▶ Supplied records

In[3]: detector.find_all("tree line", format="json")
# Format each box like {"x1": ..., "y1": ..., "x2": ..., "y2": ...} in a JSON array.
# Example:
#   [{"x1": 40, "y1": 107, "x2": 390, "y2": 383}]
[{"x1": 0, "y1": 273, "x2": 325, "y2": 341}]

▶ Instruction
Transcribe every item above verbatim, line by line.

▶ Written solution
In[3]: detector.find_all("tree line", format="json")
# Format each box like {"x1": ..., "y1": ..., "x2": ..., "y2": ...} in a JSON array.
# Example:
#   [{"x1": 40, "y1": 107, "x2": 390, "y2": 383}]
[{"x1": 0, "y1": 273, "x2": 325, "y2": 341}]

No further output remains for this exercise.